» 提示文
# # # # # # #
トランプ税制法案、実施されれば若年層から高齢者へ富を移転=アナリスト

トランプ米大統領(共和党)が大規模減税になるとうたう税制・歳出法案に関し、超党派のアナリストらは法案が実施されれば若年層から高齢者へ富を移転させる結果になると問題視している。写真は2022年7月撮影(2025年 ロイター/Dado Ruvic/Illustration)
[ワシントン 25日 ロイター] - トランプ米大統領(共和党)が大規模減税になるとうたう税制・歳出法案に関し、超党派のアナリストらは法案が実施されれば若年層から高齢者へ富を移転させる結果になると問題視している。法案には保護者や新生児、私立学校の生徒といった若年層への減税措置が含まれている。しかし、36兆2000億ドル規模に上る債務残高が数兆ドル上乗せされることが恩恵を打ち消し、長期的に経済成長を押し下げ、若年層にとっての増税や住宅ローン返済が負担になりかねない。
ペンシルベニア大ウォートン予算モデル担当のディレクター、ケント・スメッターズ氏は「次世代はいわば取り残されることになる」と指摘する。
超党派の調査機関によると、中央値近傍の収入がある40歳の労働者は法案が成立した場合、生涯収入が7500ドル減る一方、同じ収入の70歳は1万7500ドル増える。
保守派のシンクタンク、マンハッタン研究所のジェシカ・リエドル氏は「短期的には高所得者に恩恵が傾くのは確かだ」と話す。
さらにアナリストらが最も問題視するのは、法案が実施されれば債務残高が3兆ドル膨らむことだ。今後数年間は金利が上昇し、政府は債務返済に予算を割くことを優先せざるを得なくなる可能性が高い。イェール大予算研究所のジョン・リッコ氏は「世代間移転が起こるのは明らかだ」と言及した。
また、法案は新生児に1000ドルの貯蓄口座を設け、子どもを抱えた世帯への減税を拡大するとしているものの、その中身は上下両院の法案で異なっている。
# # # # # # #
(空間位置特定データ)

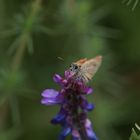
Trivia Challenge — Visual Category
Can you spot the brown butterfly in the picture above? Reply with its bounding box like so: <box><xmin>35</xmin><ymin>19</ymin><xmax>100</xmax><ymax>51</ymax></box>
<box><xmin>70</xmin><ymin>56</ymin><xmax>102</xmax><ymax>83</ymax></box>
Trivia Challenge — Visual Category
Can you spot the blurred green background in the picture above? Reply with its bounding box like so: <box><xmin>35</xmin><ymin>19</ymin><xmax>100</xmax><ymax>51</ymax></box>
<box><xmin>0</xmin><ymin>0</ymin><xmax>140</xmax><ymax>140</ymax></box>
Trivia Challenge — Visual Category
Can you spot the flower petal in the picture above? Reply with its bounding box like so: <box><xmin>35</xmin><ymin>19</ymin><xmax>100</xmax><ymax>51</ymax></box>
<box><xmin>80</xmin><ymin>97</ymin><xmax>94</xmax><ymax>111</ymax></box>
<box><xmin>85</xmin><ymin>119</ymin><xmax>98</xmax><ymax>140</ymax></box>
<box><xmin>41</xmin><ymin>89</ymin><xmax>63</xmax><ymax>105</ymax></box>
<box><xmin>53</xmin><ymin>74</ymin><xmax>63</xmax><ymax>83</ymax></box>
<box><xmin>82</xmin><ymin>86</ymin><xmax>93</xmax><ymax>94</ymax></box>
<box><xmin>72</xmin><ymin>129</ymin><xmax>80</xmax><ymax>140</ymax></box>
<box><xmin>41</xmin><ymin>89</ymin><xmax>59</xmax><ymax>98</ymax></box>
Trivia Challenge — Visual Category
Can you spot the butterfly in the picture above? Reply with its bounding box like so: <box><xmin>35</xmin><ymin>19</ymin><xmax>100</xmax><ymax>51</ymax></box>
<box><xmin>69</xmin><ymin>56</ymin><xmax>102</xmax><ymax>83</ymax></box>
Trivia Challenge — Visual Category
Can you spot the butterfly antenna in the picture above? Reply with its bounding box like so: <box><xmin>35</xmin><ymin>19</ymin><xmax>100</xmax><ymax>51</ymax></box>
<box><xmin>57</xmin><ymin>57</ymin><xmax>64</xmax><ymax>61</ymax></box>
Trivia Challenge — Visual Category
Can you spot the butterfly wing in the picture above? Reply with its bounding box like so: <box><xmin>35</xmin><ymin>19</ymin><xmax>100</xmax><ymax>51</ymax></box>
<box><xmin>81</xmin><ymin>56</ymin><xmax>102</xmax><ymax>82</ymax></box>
# # # # # # #
» 課題 1
次の(a)〜(c)が提示文の内容と合っているか、それぞれ「はい」か「いいえ」で答え、判断の根拠となる提示文の語句をそのまま引用せよ。
(a) アナリストらは、法案が実施されれば債務残高が3兆ドル膨らむとみている。
(b) 中央値近傍の収入がある40歳の労働者は、法案が成立すると生涯収入が増える。
(c) 新生児向け貯蓄口座などの中身は、上下両院の法案で同じである。
» 課題 2
提示文によれば、法案は新生児にいくらの貯蓄口座を設けるとしているか。

» 解答欄 1
(a) はい。「法案が実施されれば債務残高が3兆ドル膨らむことだ」
(b) いいえ。「生涯収入が7500ドル減る」
(c) いいえ。「その中身は上下両院の法案で異なっている」

» 解答欄 2
1000ドル